◆ Records for this exercise
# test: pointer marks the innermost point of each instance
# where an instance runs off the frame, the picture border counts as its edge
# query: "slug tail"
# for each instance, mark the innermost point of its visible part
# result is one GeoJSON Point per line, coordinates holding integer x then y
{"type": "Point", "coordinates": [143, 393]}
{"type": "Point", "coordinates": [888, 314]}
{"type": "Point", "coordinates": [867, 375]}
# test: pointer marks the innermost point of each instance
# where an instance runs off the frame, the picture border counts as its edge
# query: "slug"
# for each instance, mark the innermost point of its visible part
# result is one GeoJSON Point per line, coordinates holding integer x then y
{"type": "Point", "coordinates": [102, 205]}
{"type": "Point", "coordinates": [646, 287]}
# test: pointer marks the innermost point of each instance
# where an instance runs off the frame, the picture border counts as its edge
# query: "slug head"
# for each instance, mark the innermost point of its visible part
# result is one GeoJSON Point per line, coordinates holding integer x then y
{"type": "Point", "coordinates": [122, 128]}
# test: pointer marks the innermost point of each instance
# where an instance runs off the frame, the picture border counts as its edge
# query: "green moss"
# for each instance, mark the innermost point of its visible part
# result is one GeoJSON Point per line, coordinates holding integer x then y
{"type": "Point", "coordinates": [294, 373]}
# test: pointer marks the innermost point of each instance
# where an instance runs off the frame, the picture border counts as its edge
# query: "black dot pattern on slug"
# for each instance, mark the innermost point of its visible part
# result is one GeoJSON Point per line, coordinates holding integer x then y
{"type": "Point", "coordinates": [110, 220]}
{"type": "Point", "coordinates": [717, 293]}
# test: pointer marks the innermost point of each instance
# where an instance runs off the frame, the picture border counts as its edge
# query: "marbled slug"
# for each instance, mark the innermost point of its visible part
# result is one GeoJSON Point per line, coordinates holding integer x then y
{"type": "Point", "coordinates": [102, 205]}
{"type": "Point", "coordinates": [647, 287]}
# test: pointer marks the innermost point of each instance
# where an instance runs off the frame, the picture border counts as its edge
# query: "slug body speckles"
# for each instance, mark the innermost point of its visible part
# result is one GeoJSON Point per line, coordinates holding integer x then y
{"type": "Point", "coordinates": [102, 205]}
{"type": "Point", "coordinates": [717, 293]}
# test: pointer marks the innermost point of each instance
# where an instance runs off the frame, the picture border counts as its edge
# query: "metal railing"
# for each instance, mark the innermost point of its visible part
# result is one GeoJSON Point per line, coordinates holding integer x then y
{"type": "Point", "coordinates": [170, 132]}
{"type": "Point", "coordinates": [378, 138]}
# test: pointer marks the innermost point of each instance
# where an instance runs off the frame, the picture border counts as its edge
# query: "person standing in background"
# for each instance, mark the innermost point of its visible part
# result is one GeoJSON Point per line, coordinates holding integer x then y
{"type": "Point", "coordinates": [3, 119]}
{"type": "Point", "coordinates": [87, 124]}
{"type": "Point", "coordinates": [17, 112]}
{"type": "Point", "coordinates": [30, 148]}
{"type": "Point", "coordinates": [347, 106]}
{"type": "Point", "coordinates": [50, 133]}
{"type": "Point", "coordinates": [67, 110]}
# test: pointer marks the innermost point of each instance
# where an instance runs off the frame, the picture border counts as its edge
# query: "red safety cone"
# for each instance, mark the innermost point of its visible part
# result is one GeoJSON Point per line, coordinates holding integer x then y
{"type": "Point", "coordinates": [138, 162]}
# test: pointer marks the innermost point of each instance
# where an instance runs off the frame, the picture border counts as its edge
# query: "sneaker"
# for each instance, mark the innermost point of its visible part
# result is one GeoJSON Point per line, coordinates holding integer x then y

◆ Exercise goal
Whatever appears in the listing above, write it down again exactly.

◆ Output
# test: pointer marks the innermost point of each instance
# where an instance runs off the frame, the picture border counts as its edge
# query: "slug tail"
# for each instance, mark the innermost point of its visible part
# result is one GeoJSON Point per line, coordinates holding integer x then y
{"type": "Point", "coordinates": [143, 393]}
{"type": "Point", "coordinates": [888, 314]}
{"type": "Point", "coordinates": [867, 375]}
# test: pointer marks the innermost point of each instance
# where an instance runs off the frame, the picture border counts as its edge
# query: "slug"
# for each instance, mark the innermost point of its visible part
# result is one GeoJSON Point per line, coordinates holding integer x then y
{"type": "Point", "coordinates": [102, 205]}
{"type": "Point", "coordinates": [646, 287]}
# test: pointer marks the innermost point of each instance
# where an instance runs off the frame, the picture border counts as its edge
# query: "slug head"
# for each instance, mark the innermost point of its visible part
# result is one GeoJSON Point per line, coordinates holding integer x then y
{"type": "Point", "coordinates": [122, 128]}
# test: pointer marks the innermost point of each instance
# where an instance runs off the frame, the picture border counts as its edge
# query: "green moss"
# for each instance, mark the innermost point of its visible part
# result is one GeoJSON Point per line, coordinates holding integer x then y
{"type": "Point", "coordinates": [294, 373]}
# test: pointer marks the innermost point of each instance
# where an instance runs off the frame, the picture border counts as its edge
# query: "black dot pattern on slug"
# for each instance, mark the innermost point of its visible part
# result is one GeoJSON Point per line, coordinates holding integer x then y
{"type": "Point", "coordinates": [110, 220]}
{"type": "Point", "coordinates": [717, 293]}
# test: pointer marks the innermost point of each instance
# where an instance runs off the frame, the picture border counts as its edge
# query: "marbled slug"
# for each instance, mark the innermost point of its visible part
# result is one GeoJSON Point per line, coordinates holding integer x then y
{"type": "Point", "coordinates": [102, 205]}
{"type": "Point", "coordinates": [647, 287]}
# test: pointer marks the innermost point of each instance
# where an instance runs off the frame, the picture border counts as its edge
# query: "slug body speckles"
# for each instance, mark the innermost point of its visible part
# result is one GeoJSON Point per line, coordinates holding integer x then y
{"type": "Point", "coordinates": [102, 205]}
{"type": "Point", "coordinates": [717, 293]}
# test: pointer marks the innermost point of each instance
# where an instance runs off the frame, the picture border counts as its edge
# query: "metal railing"
# for each instance, mark the innermost point of its visible part
# result is one GeoJSON Point per line, coordinates holding integer x then y
{"type": "Point", "coordinates": [170, 132]}
{"type": "Point", "coordinates": [378, 138]}
# test: pointer marks the innermost point of each instance
# where an instance runs off the frame, the picture border counts as its edge
# query: "person standing in background"
# for each instance, mark the innermost point of its visible part
# result is one GeoJSON Point per line, coordinates holding integer x then y
{"type": "Point", "coordinates": [3, 119]}
{"type": "Point", "coordinates": [87, 124]}
{"type": "Point", "coordinates": [17, 112]}
{"type": "Point", "coordinates": [30, 148]}
{"type": "Point", "coordinates": [347, 106]}
{"type": "Point", "coordinates": [50, 133]}
{"type": "Point", "coordinates": [67, 110]}
# test: pointer marks the innermost point of each instance
# where an instance runs off the frame, the picture border counts as its edge
# query: "red safety cone"
# for each instance, mark the innermost point of its visible part
# result is one GeoJSON Point per line, coordinates holding integer x then y
{"type": "Point", "coordinates": [138, 162]}
# test: pointer marks the innermost point of each instance
# where an instance runs off the frame, the picture border counts as its edge
# query: "sneaker"
# for each instance, mark the innermost point of its visible part
# result is one GeoJSON Point per line, coordinates holding integer x then y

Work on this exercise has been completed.